--- BEGIN Available records ---
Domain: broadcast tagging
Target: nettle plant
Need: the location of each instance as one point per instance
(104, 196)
--- END Available records ---
--- BEGIN Available records ---
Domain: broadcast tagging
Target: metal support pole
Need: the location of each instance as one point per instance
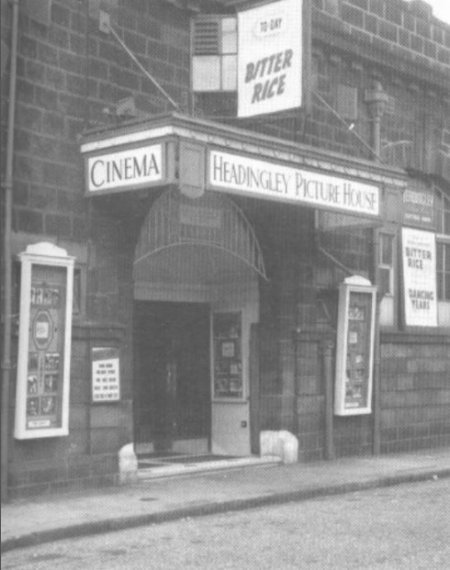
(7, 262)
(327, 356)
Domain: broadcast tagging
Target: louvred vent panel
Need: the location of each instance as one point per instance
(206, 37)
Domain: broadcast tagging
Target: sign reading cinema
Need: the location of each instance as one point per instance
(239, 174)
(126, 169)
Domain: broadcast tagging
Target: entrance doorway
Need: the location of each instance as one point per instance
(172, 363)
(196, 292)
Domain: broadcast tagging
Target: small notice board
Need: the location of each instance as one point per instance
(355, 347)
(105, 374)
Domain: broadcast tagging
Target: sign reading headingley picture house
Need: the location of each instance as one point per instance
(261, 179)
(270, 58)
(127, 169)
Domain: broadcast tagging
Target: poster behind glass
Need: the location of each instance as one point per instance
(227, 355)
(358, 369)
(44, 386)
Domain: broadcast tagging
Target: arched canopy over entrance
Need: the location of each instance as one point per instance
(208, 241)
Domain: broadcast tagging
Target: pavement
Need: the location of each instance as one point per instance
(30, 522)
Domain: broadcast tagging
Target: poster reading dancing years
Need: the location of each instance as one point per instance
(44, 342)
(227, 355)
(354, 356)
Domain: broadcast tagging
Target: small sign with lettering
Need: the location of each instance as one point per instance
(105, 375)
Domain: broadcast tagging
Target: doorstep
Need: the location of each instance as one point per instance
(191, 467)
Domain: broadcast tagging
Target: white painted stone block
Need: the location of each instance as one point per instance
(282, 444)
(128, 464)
--- END Available records ---
### [Problem to work on]
How many lines in the entries above contain the word "small"? Reply with the number alone.

### [Output for this exercise]
2